TO DO - Select and copy every line of the data below that contains the string "frame". Case counts.

[Pointing and labeling entries]

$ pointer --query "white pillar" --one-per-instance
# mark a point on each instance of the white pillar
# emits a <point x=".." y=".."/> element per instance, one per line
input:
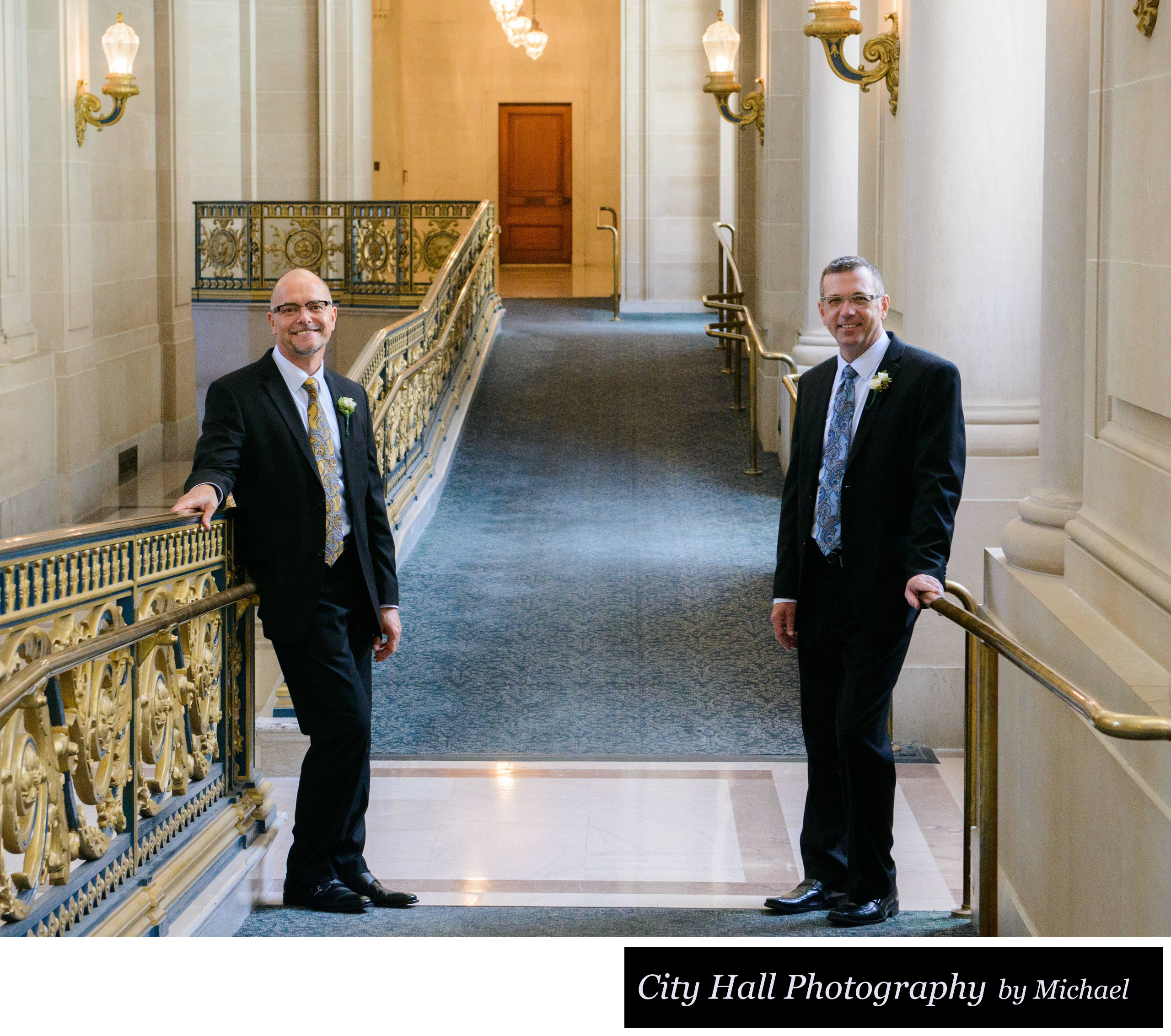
<point x="832" y="188"/>
<point x="1037" y="540"/>
<point x="973" y="161"/>
<point x="346" y="100"/>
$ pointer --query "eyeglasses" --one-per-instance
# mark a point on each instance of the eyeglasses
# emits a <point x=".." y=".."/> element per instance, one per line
<point x="839" y="301"/>
<point x="292" y="309"/>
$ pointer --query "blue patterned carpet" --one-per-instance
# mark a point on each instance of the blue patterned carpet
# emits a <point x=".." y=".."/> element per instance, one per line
<point x="575" y="920"/>
<point x="597" y="578"/>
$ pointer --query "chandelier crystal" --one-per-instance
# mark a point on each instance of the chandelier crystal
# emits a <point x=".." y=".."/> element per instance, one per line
<point x="506" y="10"/>
<point x="534" y="39"/>
<point x="517" y="28"/>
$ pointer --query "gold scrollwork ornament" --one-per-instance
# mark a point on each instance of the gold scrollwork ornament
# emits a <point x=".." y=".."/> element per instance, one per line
<point x="1148" y="13"/>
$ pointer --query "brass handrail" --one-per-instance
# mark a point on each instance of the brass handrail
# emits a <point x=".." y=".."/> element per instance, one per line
<point x="1127" y="726"/>
<point x="36" y="541"/>
<point x="971" y="699"/>
<point x="25" y="681"/>
<point x="732" y="301"/>
<point x="985" y="644"/>
<point x="614" y="230"/>
<point x="408" y="373"/>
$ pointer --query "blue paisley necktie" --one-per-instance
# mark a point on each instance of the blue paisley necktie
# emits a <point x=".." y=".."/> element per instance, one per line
<point x="322" y="440"/>
<point x="827" y="526"/>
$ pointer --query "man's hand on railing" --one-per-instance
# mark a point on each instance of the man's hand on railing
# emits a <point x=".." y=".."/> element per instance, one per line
<point x="785" y="623"/>
<point x="922" y="590"/>
<point x="203" y="498"/>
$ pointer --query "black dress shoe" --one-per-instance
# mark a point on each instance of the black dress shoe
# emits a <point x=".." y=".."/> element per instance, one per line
<point x="368" y="886"/>
<point x="810" y="896"/>
<point x="871" y="912"/>
<point x="332" y="897"/>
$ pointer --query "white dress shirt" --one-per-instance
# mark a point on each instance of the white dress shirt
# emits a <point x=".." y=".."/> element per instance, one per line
<point x="866" y="367"/>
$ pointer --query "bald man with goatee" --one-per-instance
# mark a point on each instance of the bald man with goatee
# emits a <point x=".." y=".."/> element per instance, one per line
<point x="294" y="444"/>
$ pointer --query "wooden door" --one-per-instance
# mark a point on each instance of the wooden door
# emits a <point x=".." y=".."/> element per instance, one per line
<point x="536" y="177"/>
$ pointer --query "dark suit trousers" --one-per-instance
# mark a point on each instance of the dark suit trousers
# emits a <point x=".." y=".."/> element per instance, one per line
<point x="328" y="676"/>
<point x="847" y="679"/>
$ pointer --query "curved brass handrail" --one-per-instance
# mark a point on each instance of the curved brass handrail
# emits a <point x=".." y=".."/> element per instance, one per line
<point x="25" y="681"/>
<point x="410" y="371"/>
<point x="614" y="230"/>
<point x="1114" y="724"/>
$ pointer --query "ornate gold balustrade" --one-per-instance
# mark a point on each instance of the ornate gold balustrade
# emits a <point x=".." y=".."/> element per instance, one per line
<point x="409" y="369"/>
<point x="126" y="723"/>
<point x="371" y="253"/>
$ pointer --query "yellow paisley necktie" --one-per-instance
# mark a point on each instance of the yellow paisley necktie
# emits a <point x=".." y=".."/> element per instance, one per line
<point x="327" y="465"/>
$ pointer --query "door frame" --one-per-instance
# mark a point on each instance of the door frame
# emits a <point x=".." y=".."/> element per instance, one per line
<point x="567" y="158"/>
<point x="491" y="99"/>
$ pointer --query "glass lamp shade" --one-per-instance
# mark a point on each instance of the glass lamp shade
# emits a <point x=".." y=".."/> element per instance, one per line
<point x="517" y="28"/>
<point x="506" y="10"/>
<point x="121" y="45"/>
<point x="536" y="41"/>
<point x="720" y="43"/>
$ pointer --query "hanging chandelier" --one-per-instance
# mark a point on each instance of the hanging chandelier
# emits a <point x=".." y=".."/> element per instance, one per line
<point x="520" y="31"/>
<point x="534" y="39"/>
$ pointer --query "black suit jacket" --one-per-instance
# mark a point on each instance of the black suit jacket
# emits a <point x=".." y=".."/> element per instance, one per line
<point x="254" y="445"/>
<point x="903" y="482"/>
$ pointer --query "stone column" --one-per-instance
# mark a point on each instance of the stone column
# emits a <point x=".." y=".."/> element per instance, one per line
<point x="973" y="177"/>
<point x="175" y="229"/>
<point x="1037" y="540"/>
<point x="346" y="85"/>
<point x="832" y="188"/>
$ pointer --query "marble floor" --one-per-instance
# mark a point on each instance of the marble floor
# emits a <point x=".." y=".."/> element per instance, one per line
<point x="622" y="834"/>
<point x="555" y="281"/>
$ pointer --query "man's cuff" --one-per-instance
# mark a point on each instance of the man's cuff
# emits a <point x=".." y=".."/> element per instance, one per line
<point x="220" y="495"/>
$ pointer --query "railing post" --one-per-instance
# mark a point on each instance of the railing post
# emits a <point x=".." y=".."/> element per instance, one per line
<point x="988" y="765"/>
<point x="971" y="720"/>
<point x="753" y="458"/>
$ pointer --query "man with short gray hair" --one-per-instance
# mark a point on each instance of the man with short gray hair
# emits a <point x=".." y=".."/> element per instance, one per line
<point x="876" y="469"/>
<point x="293" y="443"/>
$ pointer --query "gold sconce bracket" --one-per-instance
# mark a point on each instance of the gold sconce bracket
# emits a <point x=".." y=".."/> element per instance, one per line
<point x="832" y="24"/>
<point x="118" y="86"/>
<point x="723" y="85"/>
<point x="1147" y="12"/>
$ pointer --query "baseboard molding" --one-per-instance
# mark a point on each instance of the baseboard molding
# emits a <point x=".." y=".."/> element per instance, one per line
<point x="225" y="904"/>
<point x="663" y="306"/>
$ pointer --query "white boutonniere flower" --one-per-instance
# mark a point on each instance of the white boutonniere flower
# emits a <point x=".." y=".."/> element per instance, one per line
<point x="347" y="407"/>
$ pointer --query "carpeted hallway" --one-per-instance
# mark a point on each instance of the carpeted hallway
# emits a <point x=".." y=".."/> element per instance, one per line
<point x="596" y="580"/>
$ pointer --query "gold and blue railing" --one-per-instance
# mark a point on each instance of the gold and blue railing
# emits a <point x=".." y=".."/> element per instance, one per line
<point x="127" y="719"/>
<point x="371" y="253"/>
<point x="414" y="369"/>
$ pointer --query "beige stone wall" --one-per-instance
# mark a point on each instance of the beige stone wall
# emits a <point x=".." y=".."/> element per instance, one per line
<point x="671" y="151"/>
<point x="436" y="112"/>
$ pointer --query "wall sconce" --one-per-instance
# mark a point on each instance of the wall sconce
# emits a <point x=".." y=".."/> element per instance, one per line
<point x="720" y="43"/>
<point x="120" y="43"/>
<point x="832" y="24"/>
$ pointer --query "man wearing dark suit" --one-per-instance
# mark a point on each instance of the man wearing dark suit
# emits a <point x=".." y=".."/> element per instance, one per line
<point x="868" y="511"/>
<point x="312" y="524"/>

WORKED ANSWER -
$ pointer --query "door frame" --one-per-instance
# mark a point on each instance of the door frame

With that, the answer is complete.